-- PROBLEM DETAILS --
Retype all of the entries word for word.

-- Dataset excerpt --
○ ○ ○ ○ ○
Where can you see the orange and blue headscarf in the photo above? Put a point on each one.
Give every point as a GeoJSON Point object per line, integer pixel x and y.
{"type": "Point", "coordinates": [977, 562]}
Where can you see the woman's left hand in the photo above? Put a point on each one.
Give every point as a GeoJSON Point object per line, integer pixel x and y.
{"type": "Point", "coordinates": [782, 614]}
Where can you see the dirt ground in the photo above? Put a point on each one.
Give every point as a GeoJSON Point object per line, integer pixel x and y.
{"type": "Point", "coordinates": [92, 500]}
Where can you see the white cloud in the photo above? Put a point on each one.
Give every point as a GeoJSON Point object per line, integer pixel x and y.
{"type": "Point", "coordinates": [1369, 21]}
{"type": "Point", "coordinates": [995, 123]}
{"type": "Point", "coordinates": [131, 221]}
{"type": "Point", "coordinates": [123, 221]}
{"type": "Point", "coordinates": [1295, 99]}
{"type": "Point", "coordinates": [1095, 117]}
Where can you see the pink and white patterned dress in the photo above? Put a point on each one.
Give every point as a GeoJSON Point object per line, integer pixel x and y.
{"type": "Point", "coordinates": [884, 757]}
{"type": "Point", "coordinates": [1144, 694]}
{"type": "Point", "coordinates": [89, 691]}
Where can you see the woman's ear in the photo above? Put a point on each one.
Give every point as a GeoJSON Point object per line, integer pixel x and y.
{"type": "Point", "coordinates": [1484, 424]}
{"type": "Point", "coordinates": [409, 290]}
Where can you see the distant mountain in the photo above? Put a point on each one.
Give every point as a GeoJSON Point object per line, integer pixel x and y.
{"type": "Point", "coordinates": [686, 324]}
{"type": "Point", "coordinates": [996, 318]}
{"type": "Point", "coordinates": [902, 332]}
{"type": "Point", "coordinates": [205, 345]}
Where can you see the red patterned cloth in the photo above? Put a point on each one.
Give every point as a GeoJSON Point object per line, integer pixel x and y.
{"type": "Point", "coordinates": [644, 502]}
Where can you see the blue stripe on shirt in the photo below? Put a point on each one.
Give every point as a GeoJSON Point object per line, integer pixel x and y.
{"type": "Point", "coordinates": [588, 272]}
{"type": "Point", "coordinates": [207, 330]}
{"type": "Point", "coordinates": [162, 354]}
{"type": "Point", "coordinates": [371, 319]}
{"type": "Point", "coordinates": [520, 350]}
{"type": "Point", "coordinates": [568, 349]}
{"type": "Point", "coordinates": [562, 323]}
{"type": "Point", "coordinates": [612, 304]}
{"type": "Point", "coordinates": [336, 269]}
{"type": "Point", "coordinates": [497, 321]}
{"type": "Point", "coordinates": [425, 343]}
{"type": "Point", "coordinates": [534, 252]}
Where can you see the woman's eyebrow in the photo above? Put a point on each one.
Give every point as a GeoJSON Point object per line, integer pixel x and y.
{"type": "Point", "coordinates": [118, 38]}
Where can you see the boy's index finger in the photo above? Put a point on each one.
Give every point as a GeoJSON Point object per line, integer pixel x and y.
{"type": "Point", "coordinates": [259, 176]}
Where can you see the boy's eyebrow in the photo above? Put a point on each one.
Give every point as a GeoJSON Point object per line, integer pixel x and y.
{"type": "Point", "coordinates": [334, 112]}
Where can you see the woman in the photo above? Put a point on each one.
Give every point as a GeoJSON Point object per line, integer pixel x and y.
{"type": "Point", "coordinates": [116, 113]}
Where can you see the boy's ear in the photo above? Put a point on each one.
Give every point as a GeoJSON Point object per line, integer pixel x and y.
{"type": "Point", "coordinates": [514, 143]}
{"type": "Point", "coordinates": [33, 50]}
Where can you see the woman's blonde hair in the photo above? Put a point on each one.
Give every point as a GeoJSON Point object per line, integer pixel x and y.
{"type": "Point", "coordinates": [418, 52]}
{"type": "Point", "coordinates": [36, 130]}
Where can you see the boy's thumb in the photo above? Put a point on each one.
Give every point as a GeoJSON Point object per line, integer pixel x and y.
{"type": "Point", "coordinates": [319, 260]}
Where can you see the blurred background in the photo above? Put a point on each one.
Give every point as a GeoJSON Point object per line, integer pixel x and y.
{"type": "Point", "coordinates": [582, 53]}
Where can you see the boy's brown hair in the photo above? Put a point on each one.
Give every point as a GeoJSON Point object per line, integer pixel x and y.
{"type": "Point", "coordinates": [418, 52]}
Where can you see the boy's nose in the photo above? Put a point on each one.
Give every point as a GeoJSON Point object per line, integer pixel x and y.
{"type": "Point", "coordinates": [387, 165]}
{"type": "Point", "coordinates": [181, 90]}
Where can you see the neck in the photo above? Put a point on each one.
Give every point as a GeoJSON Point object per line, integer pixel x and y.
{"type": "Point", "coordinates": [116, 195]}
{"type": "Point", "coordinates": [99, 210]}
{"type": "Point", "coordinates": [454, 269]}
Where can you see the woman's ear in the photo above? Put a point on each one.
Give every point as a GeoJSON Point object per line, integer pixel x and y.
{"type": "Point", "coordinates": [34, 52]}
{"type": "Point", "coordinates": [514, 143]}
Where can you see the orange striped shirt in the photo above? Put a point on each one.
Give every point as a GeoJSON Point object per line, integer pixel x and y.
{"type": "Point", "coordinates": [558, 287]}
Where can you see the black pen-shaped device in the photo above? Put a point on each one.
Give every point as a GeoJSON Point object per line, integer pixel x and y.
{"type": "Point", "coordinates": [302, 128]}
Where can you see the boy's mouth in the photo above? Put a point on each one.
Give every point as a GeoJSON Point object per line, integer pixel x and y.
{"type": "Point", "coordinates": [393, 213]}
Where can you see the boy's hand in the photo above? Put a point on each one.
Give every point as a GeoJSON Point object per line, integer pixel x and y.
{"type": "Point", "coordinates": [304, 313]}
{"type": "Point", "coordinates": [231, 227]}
○ ○ ○ ○ ○
-- SOLUTION FOR THIS TASK --
Where can you see the orange and blue headscarf in the photo above? Put a point on each one.
Give every point as a GeoJSON Point object per line, integer pixel x and y.
{"type": "Point", "coordinates": [977, 562]}
Where can you see the woman's left hand in the photo above? Put a point on each one.
Give every point as a GeoJSON Point object per line, integer pixel x and y.
{"type": "Point", "coordinates": [782, 614]}
Where can you see the dirt ground in the photo above? Put a point on each one.
Give every point as a GeoJSON Point object per line, integer pixel x and y.
{"type": "Point", "coordinates": [92, 500]}
Where can you see the white cloud in the photo above? Put a point on each one.
Give every point as a GeoJSON Point object per line, integer pixel x and y.
{"type": "Point", "coordinates": [1369, 21]}
{"type": "Point", "coordinates": [995, 123]}
{"type": "Point", "coordinates": [131, 221]}
{"type": "Point", "coordinates": [123, 221]}
{"type": "Point", "coordinates": [1295, 99]}
{"type": "Point", "coordinates": [1095, 117]}
Where can you see the pink and white patterned dress in the photo above? Put a point on each one.
Give every point as a GeoJSON Point object per line, integer pixel x and y.
{"type": "Point", "coordinates": [884, 757]}
{"type": "Point", "coordinates": [1144, 694]}
{"type": "Point", "coordinates": [89, 691]}
Where can you see the woman's ear in the photo above? Put a point on each one.
Give every point as a GeoJSON Point object per line, integer pixel x and y.
{"type": "Point", "coordinates": [1484, 424]}
{"type": "Point", "coordinates": [409, 290]}
Where can you see the distant mountain in the photo above? Put a point on each one.
Give every point as a GeoJSON Point object per line, integer pixel x and y.
{"type": "Point", "coordinates": [686, 324]}
{"type": "Point", "coordinates": [996, 318]}
{"type": "Point", "coordinates": [902, 332]}
{"type": "Point", "coordinates": [205, 345]}
Where can you see the red patterned cloth in the photo above? Put a point on each one.
Give every point as a GeoJSON Point object per line, integer pixel x and y.
{"type": "Point", "coordinates": [644, 502]}
Where can you see the blue stripe on shirt in the photo below? Put a point on each one.
Give every point as a GeoJSON Point object per line, integer pixel x and y.
{"type": "Point", "coordinates": [588, 272]}
{"type": "Point", "coordinates": [207, 330]}
{"type": "Point", "coordinates": [162, 354]}
{"type": "Point", "coordinates": [371, 319]}
{"type": "Point", "coordinates": [520, 350]}
{"type": "Point", "coordinates": [568, 349]}
{"type": "Point", "coordinates": [562, 323]}
{"type": "Point", "coordinates": [612, 304]}
{"type": "Point", "coordinates": [336, 269]}
{"type": "Point", "coordinates": [497, 321]}
{"type": "Point", "coordinates": [425, 343]}
{"type": "Point", "coordinates": [534, 252]}
Where can you see the woman's eyebrow in the photo above? Put a point on each one.
Give every point as a GeoJSON Point object per line, integer pixel x and y.
{"type": "Point", "coordinates": [118, 38]}
Where can you see the boy's index finger in the photo above? Put a point on each one.
Give every point as a GeoJSON Point object per line, integer pixel x and y.
{"type": "Point", "coordinates": [259, 176]}
Where can you see the boy's eyebrow in the photo above? Put a point on each one.
Give every point as a GeoJSON Point object per line, integer pixel x and y.
{"type": "Point", "coordinates": [334, 112]}
Where can you see the woman in the photo above? Put a point on each one.
Give every point as a GeoJSON Point object per line, integer pixel x and y.
{"type": "Point", "coordinates": [116, 113]}
Where can you see the boy's ear in the photo above? Put a point on each one.
Give every point as a GeoJSON Point object per line, integer pixel x and y.
{"type": "Point", "coordinates": [514, 143]}
{"type": "Point", "coordinates": [33, 50]}
Where can you see the woman's blonde hair in the photo above? Put a point on each one.
Give every point as a GeoJSON Point object per line, integer pixel x and y.
{"type": "Point", "coordinates": [418, 52]}
{"type": "Point", "coordinates": [36, 130]}
Where can you see the boy's thumb in the photo above? Put a point on each one.
Give every point as a GeoJSON Point object per line, integer pixel x and y.
{"type": "Point", "coordinates": [319, 260]}
Where can you see the blurred background in the photo above? Put a point on each one.
Give every point as a GeoJSON Point object per line, integer pixel x and y.
{"type": "Point", "coordinates": [582, 53]}
Where can you see the boy's brown hair in the photo above? Put a point on each one.
Give every point as a GeoJSON Point object per line, integer pixel x and y.
{"type": "Point", "coordinates": [418, 52]}
Where can you see the boy's nose in the photo above? Put a point on each one.
Give every point as a GeoJSON Point object per line, integer pixel x and y.
{"type": "Point", "coordinates": [387, 165]}
{"type": "Point", "coordinates": [181, 90]}
Where can you see the neck in the photo above? Put a point on each one.
Give every point as a GeoJSON Point object per line, integer pixel x and y.
{"type": "Point", "coordinates": [116, 195]}
{"type": "Point", "coordinates": [99, 210]}
{"type": "Point", "coordinates": [454, 269]}
Where can you see the woman's ear in the photo above? Put a point on each one.
Give every point as a GeoJSON Point object per line, integer pixel x and y.
{"type": "Point", "coordinates": [34, 52]}
{"type": "Point", "coordinates": [514, 143]}
Where can you see the orange striped shirt in the photo above? Put a point on each one.
Give every point as a GeoJSON Point object per line, integer pixel x and y.
{"type": "Point", "coordinates": [558, 287]}
Where can you see the black pen-shaped device in the photo above? Put a point on each one.
Give every point as a GeoJSON Point object per line, integer pixel x and y.
{"type": "Point", "coordinates": [302, 128]}
Where can you see the boy's mouth in the photo above? Put a point on each one.
Give every point as a GeoJSON Point object per line, integer pixel x and y.
{"type": "Point", "coordinates": [393, 213]}
Where can you see the boy's hand in the photo above? Put a point on each one.
Give every point as a GeoJSON Point object per line, integer pixel x and y.
{"type": "Point", "coordinates": [304, 313]}
{"type": "Point", "coordinates": [231, 227]}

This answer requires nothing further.